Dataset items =
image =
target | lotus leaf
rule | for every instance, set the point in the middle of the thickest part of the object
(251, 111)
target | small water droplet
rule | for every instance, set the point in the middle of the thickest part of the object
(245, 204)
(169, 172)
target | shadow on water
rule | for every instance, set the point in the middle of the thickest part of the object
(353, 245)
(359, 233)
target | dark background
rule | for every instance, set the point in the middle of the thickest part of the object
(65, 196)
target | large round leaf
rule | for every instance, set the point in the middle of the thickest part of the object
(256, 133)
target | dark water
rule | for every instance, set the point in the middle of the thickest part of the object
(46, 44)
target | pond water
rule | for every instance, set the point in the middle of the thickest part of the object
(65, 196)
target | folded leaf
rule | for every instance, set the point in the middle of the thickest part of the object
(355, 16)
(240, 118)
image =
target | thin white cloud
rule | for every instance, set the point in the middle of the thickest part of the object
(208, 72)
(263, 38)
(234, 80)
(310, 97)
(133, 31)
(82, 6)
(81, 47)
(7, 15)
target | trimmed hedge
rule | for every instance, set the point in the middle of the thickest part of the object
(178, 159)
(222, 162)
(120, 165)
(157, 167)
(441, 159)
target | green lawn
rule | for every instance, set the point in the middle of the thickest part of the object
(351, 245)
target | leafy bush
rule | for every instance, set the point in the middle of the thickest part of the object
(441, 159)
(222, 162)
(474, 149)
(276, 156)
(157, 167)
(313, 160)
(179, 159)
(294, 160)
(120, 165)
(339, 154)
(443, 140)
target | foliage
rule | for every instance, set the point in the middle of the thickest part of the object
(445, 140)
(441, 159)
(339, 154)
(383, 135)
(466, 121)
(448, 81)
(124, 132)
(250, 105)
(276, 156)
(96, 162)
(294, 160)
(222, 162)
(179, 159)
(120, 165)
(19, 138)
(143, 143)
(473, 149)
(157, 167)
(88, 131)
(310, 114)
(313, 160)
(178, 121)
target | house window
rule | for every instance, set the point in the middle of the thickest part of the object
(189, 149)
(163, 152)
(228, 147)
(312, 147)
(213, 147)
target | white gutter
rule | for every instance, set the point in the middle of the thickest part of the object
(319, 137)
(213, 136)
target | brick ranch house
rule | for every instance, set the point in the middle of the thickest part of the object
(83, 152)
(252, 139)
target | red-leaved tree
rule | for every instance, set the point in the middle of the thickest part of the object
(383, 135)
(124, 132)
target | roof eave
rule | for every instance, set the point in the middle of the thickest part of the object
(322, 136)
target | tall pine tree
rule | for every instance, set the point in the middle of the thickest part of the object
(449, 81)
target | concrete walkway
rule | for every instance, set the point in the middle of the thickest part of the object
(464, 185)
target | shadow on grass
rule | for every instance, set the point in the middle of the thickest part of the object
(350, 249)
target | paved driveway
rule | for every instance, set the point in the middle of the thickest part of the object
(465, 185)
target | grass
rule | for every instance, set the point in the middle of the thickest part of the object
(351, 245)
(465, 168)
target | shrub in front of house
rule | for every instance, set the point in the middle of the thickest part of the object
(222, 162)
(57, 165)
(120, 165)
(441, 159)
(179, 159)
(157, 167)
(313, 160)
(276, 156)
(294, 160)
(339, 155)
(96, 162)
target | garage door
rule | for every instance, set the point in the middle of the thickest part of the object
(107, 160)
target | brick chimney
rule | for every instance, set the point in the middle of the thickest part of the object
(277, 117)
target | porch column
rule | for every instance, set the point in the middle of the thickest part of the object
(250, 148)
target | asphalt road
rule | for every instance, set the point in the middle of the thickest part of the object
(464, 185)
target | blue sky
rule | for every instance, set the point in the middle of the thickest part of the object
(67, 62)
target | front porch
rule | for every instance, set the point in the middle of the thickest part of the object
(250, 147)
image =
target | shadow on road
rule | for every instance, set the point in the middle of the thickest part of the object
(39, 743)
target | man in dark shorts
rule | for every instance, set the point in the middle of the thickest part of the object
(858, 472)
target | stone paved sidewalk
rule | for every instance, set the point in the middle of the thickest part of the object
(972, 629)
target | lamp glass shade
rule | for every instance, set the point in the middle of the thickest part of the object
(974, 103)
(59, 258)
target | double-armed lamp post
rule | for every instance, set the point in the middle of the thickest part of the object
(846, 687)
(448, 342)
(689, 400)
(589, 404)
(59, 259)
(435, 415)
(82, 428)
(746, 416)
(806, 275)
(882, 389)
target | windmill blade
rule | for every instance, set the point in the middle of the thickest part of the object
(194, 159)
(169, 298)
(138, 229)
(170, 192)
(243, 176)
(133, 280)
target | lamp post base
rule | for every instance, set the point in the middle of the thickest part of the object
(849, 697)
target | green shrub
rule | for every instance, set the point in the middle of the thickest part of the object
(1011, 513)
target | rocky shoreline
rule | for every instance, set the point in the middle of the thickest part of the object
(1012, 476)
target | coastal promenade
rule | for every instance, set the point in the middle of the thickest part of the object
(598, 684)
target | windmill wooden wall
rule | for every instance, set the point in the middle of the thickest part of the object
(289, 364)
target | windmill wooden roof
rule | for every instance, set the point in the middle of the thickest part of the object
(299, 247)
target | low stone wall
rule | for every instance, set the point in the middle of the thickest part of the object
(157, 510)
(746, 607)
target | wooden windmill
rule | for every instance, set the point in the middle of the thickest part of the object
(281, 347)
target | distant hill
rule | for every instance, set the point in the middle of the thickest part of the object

YOUR INSTRUCTIONS = Read the data above and pull out each line that holds the string "white".

SOLUTION TO THE PROBLEM =
target | thin white cloud
target | white gutter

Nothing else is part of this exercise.